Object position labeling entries
# # #

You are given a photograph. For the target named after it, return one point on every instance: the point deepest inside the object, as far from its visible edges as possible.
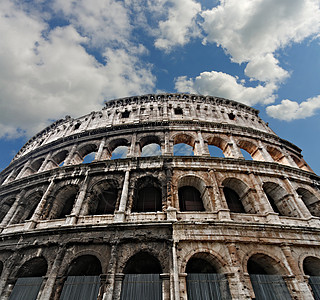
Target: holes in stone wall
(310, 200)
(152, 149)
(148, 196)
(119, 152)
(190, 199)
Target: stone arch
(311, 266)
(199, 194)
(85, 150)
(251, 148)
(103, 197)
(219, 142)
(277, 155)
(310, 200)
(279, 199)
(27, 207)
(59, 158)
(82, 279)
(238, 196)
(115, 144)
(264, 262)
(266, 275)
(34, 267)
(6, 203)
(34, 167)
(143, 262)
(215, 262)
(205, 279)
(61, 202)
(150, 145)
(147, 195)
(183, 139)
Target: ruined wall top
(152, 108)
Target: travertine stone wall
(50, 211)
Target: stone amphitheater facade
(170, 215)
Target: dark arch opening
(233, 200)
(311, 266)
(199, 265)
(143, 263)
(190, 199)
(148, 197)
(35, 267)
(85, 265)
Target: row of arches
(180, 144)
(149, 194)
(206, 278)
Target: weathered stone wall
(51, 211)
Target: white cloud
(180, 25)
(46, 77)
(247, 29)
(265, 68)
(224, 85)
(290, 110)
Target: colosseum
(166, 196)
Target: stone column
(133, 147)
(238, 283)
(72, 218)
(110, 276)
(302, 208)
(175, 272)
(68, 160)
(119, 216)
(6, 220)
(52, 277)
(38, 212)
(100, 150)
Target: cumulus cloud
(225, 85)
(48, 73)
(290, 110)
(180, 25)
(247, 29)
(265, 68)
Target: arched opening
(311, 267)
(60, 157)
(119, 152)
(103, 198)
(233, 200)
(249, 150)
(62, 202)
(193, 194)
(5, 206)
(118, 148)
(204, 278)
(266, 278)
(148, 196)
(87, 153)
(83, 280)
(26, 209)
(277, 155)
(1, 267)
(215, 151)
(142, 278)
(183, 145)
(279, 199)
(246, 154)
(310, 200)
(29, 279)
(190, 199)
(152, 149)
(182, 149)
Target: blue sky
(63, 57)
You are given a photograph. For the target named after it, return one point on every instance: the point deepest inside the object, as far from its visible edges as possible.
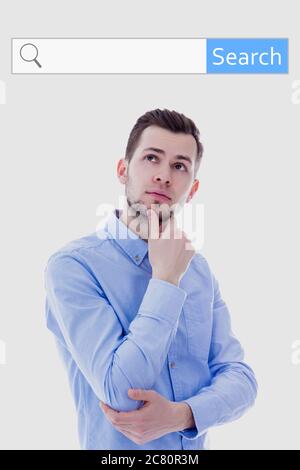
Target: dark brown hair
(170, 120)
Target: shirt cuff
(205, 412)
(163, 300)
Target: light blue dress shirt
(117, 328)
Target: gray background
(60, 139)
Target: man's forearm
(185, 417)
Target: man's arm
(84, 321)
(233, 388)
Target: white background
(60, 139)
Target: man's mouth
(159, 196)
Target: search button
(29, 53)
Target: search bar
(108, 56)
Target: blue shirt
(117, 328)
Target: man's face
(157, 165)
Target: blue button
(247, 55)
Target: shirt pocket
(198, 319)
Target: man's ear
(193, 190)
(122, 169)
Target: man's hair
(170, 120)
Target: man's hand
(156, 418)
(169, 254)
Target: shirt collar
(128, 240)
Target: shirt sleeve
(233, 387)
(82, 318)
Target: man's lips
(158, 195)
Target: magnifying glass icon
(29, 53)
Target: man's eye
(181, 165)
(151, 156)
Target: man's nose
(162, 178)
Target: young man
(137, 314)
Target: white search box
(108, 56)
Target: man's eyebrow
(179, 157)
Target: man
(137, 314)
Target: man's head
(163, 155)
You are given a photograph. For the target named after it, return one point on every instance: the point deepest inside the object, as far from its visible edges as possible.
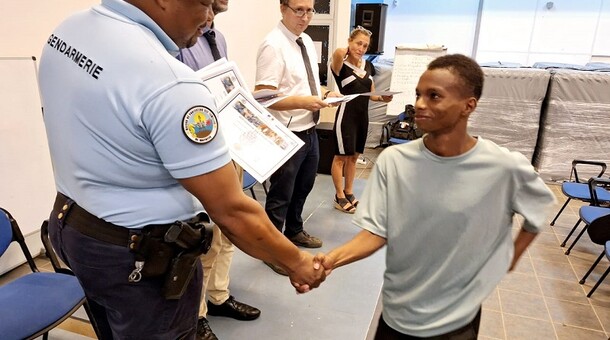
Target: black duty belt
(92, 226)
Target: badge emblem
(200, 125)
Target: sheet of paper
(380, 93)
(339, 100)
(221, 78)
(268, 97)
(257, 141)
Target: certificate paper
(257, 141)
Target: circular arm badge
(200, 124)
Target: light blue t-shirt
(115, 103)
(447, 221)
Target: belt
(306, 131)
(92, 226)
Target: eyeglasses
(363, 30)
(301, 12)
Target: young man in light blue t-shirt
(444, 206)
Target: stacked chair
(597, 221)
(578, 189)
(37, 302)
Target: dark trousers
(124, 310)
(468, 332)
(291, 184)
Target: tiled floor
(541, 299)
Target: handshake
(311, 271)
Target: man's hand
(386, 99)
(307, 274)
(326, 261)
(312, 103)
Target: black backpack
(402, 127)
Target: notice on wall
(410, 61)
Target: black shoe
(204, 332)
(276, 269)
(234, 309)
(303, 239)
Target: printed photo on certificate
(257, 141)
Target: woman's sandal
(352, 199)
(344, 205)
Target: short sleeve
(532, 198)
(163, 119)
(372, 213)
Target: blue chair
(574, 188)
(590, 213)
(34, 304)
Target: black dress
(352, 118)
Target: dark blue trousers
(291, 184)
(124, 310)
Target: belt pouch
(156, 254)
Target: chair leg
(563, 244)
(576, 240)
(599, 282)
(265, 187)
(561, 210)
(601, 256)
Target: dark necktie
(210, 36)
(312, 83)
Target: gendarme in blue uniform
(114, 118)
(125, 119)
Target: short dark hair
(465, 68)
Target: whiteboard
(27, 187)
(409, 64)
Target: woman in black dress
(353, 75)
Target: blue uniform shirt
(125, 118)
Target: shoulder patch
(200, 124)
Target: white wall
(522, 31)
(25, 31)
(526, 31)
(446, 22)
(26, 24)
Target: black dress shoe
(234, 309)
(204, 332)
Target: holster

# # #

Exercise
Each record above should come back exactly the same, only without its pictures.

Reply
You are given a photograph. For the target named after it, return one point on every instance: the point deepest inside the object, as far from its visible edges as possible.
Target: holes in stone wall
(310, 200)
(152, 149)
(148, 196)
(119, 152)
(190, 199)
Target: stone arch
(311, 266)
(199, 194)
(85, 150)
(251, 148)
(103, 197)
(219, 142)
(277, 155)
(310, 200)
(279, 199)
(27, 207)
(59, 158)
(82, 279)
(238, 196)
(115, 144)
(264, 262)
(266, 275)
(34, 267)
(6, 203)
(34, 167)
(143, 262)
(215, 262)
(205, 279)
(61, 202)
(150, 145)
(147, 195)
(183, 139)
Target: ruined wall top
(152, 108)
Target: travertine stone wall
(50, 211)
Target: stone amphitheater facade
(170, 215)
Target: dark arch opening
(233, 200)
(311, 266)
(199, 265)
(143, 263)
(190, 199)
(148, 197)
(35, 267)
(85, 265)
Target: row of arches
(180, 144)
(149, 194)
(206, 278)
Target: weathered stone wall
(51, 211)
Target: white cloud
(180, 25)
(46, 77)
(247, 29)
(265, 68)
(224, 85)
(290, 110)
Target: colosseum
(166, 196)
Target: stone column
(133, 147)
(238, 283)
(72, 218)
(110, 276)
(302, 208)
(175, 272)
(68, 160)
(119, 216)
(6, 220)
(52, 277)
(38, 212)
(100, 150)
Target: cumulus cloud
(225, 85)
(48, 73)
(290, 110)
(180, 25)
(247, 29)
(265, 68)
Target: arched opening
(311, 267)
(60, 157)
(119, 152)
(103, 198)
(233, 200)
(249, 150)
(62, 202)
(193, 194)
(5, 206)
(118, 148)
(204, 278)
(266, 278)
(148, 196)
(87, 153)
(83, 280)
(26, 209)
(277, 155)
(1, 267)
(215, 151)
(142, 278)
(183, 145)
(279, 199)
(246, 154)
(310, 200)
(29, 279)
(190, 199)
(152, 149)
(182, 149)
Target: blue sky
(63, 57)
You are given a photograph. For the target named after it, return one point on every instance: the point deepest inside the object, as far from its visible edges as possible.
Target: dark brown hair
(170, 120)
Target: shirt cuff
(205, 412)
(163, 300)
Target: light blue dress shirt
(117, 328)
Target: gray background
(60, 139)
Target: man's forearm
(185, 417)
Target: man's arm
(84, 321)
(233, 388)
Target: white background
(60, 139)
Target: man's mouth
(159, 196)
Target: search button
(29, 53)
Target: search bar
(108, 56)
Target: blue shirt
(117, 328)
Target: man's face
(157, 165)
Target: blue button
(247, 55)
Target: shirt pocket
(198, 319)
Target: man's ear
(193, 190)
(122, 169)
Target: man's hair
(170, 120)
Target: man's hand
(156, 418)
(169, 254)
Target: shirt collar
(128, 240)
Target: shirt sleeve
(233, 387)
(82, 318)
Target: man's lips
(158, 195)
Target: magnifying glass icon
(29, 53)
Target: man's eye
(181, 165)
(151, 156)
Target: man's nose
(162, 178)
Target: young man
(137, 314)
Target: white search box
(108, 56)
Target: man's eyebrow
(179, 157)
Target: man
(137, 314)
Target: man's head
(163, 155)
You are given a photograph. For the target named after it, return one point on every instance: the point deepest inside the object, as far from its visible edges as possible.
Target: black duty belt
(92, 226)
Target: badge emblem
(200, 125)
Target: sheet of paper
(380, 93)
(339, 100)
(221, 78)
(268, 97)
(257, 141)
Target: certificate paper
(257, 141)
Target: circular arm badge
(200, 124)
Target: light blue t-shirt
(115, 103)
(447, 221)
Target: belt
(306, 131)
(92, 226)
Target: eyeglasses
(363, 30)
(301, 12)
Target: young man in light blue t-shirt
(444, 206)
Target: stacked chair
(597, 221)
(578, 189)
(37, 302)
Target: dark trousers
(124, 310)
(468, 332)
(291, 184)
Target: tiled floor
(541, 299)
Target: handshake
(311, 271)
Target: man's hand
(386, 99)
(307, 274)
(326, 261)
(312, 103)
Target: black backpack
(402, 127)
Target: notice on wall
(410, 61)
Target: black shoe
(204, 332)
(276, 269)
(234, 309)
(303, 239)
Target: printed photo on certificate
(257, 141)
Target: woman's sandal
(352, 199)
(344, 205)
Target: short sleeve
(532, 198)
(163, 119)
(372, 213)
Target: blue chair
(574, 188)
(590, 213)
(34, 304)
Target: black dress
(352, 118)
Target: dark blue trousers
(291, 184)
(124, 310)
Target: belt pouch
(156, 254)
Target: chair leg
(563, 244)
(576, 240)
(599, 282)
(265, 187)
(561, 210)
(601, 256)
Target: dark necktie
(210, 36)
(312, 83)
Target: gendarme in blue uniform
(114, 118)
(125, 119)
Target: short dark hair
(465, 68)
Target: whiteboard
(27, 187)
(409, 64)
Target: woman in black dress
(353, 75)
Target: blue uniform shirt
(125, 118)
Target: shoulder patch
(200, 124)
Target: white wall
(522, 31)
(25, 31)
(526, 31)
(446, 22)
(26, 24)
Target: black dress shoe
(234, 309)
(204, 332)
Target: holster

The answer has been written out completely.